BEGIN Material for this exercise

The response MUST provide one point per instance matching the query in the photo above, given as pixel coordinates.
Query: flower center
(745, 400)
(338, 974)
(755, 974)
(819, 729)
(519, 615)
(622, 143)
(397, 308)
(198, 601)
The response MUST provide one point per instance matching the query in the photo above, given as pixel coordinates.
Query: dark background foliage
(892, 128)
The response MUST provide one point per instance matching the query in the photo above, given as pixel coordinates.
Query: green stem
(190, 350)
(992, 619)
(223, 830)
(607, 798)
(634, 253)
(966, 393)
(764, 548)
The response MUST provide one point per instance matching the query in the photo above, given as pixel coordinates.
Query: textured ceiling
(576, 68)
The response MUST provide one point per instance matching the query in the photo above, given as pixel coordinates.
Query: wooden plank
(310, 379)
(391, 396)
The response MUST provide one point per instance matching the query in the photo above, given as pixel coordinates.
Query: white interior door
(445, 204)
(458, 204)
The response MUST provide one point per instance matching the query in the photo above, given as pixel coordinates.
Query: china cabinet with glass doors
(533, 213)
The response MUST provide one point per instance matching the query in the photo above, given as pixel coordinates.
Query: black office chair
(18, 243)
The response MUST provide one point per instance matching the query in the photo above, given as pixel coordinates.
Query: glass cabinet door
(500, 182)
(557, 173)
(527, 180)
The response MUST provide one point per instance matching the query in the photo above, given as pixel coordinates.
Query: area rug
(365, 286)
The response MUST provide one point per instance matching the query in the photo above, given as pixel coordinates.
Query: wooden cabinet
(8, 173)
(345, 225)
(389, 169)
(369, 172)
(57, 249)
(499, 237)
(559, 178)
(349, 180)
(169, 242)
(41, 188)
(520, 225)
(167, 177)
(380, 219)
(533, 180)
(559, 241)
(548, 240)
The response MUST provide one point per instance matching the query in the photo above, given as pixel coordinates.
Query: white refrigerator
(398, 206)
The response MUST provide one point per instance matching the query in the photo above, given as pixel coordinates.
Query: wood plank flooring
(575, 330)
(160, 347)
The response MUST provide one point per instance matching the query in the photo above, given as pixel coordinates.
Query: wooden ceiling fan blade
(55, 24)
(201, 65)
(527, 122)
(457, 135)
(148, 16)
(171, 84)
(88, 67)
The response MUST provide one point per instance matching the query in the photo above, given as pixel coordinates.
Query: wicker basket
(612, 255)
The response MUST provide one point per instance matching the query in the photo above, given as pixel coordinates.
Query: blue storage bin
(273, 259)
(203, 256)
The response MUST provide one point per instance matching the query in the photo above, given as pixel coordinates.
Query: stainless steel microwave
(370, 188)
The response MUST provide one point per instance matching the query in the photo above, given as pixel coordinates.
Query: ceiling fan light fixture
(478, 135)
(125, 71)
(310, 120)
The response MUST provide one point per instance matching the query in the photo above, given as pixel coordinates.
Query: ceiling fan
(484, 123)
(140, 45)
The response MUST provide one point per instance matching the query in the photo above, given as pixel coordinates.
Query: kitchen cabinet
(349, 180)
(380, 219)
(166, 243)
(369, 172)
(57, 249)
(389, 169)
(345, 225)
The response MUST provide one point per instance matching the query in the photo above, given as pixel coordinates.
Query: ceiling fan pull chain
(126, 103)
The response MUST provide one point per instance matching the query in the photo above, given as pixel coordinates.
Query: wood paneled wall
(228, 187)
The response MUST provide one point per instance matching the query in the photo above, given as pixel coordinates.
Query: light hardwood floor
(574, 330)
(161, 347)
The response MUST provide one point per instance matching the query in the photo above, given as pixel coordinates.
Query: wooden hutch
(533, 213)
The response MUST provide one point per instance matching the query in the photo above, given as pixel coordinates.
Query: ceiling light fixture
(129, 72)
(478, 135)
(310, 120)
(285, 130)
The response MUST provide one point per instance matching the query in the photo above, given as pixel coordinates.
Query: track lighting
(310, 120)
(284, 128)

END Material for this exercise

▸ **Set task**: Retype the whole listing, matching it exactly.

▸ **Task result**:
The response MUST provide one point per instance matching the query in the photo above, given as pixel coordinates.
Query: flower center
(745, 400)
(338, 974)
(755, 974)
(819, 729)
(519, 615)
(622, 143)
(397, 308)
(198, 601)
The response MUST provide one point per instance matching the query in the photo above, given as pixel coordinates.
Query: dark background foliage
(892, 128)
The response MUST provide one point per instance matching the query in the photo above, given as pixel coordinates.
Query: green stem
(190, 350)
(992, 619)
(223, 830)
(607, 798)
(634, 253)
(966, 393)
(764, 548)
The response MUST provide one point per instance matching the query in the photo above, given as pixel coordinates.
Query: textured ceiling
(576, 68)
The response MUST provide one point per instance matching the query in the photo above, given as pixel coordinates.
Query: wooden plank
(310, 379)
(391, 396)
The response MUST provide one point per instance matching the query in the photo above, given as pixel coordinates.
Query: white interior door
(445, 204)
(458, 204)
The response MUST provide one point per instance matching the query in the photo above, given as pixel coordinates.
Query: china cabinet with glass doors
(533, 213)
The response MUST provide one point per instance matching the query in the photo above, given as pixel coordinates.
Query: black office chair
(18, 243)
The response MUST provide one point per instance matching the query in the photo above, given as pixel coordinates.
Query: glass cabinet door
(500, 182)
(557, 173)
(527, 180)
The response MUST provide one point per instance matching the query in the photo above, given as pixel coordinates.
Query: area rug
(365, 286)
The response MUST provide one point per instance matching the query in the photo above, given as pixel coordinates.
Query: wooden cabinet
(8, 173)
(345, 225)
(389, 169)
(369, 172)
(57, 249)
(499, 237)
(559, 178)
(349, 180)
(169, 242)
(41, 188)
(520, 225)
(167, 177)
(380, 219)
(533, 180)
(559, 241)
(548, 240)
The response MUST provide one point per instance matching the query in the photo above, given as pixel coordinates.
Query: white refrigerator
(398, 206)
The response MUST provide one point per instance matching the query in the photo above, given as pixel coordinates.
Query: wood plank flooring
(575, 330)
(160, 347)
The response MUST provide one point per instance matching the query in the photo above, given as pixel coordinates.
Query: wooden ceiling fan blade
(55, 24)
(201, 65)
(527, 122)
(457, 135)
(148, 16)
(171, 84)
(88, 67)
The response MUST provide one point per instance matching the query in the photo above, given as pixel coordinates.
Query: wicker basket
(612, 255)
The response MUST provide one point per instance matching the query in the photo above, given as pixel coordinates.
Query: blue storage bin
(273, 259)
(203, 256)
The response MUST provide one point per instance matching the query in the photo above, given as pixel coordinates.
Query: stainless steel microwave
(370, 188)
The response MUST provide one point per instance matching the query in the photo above, given as pixel coordinates.
Query: ceiling fan light fixture
(478, 135)
(125, 71)
(310, 120)
The response MUST provide one point per instance matching the query in the photo above, given as pixel coordinates.
Query: ceiling fan
(484, 123)
(140, 45)
The response MUST provide one point per instance matching the query in the photo above, given as pixel coordinates.
Query: kitchen cabinet
(349, 180)
(380, 219)
(166, 243)
(369, 172)
(57, 249)
(389, 169)
(345, 225)
The response MUST provide one point per instance matching the query in the photo above, given as pixel coordinates.
Query: ceiling fan pull chain
(126, 103)
The response MUST provide one point per instance matching the query in the photo above, given as pixel coordinates.
Query: wood paneled wall
(228, 187)
The response MUST provide one point per instance matching the query in the photo above, given as pixel coordinates.
Query: light hardwood floor
(574, 330)
(161, 347)
The response MUST provide one point per instance matching the query in the photo above, given as pixel coordinates.
Query: wooden hutch
(533, 213)
The response MUST provide one point per instance matching the query in the photo above, given as pixel coordinates.
Query: ceiling light fixture
(129, 72)
(478, 135)
(310, 120)
(285, 130)
The response MUST provide one point per instance matching the query in the photo above, given as pixel coordinates.
Query: track lighting
(310, 120)
(284, 128)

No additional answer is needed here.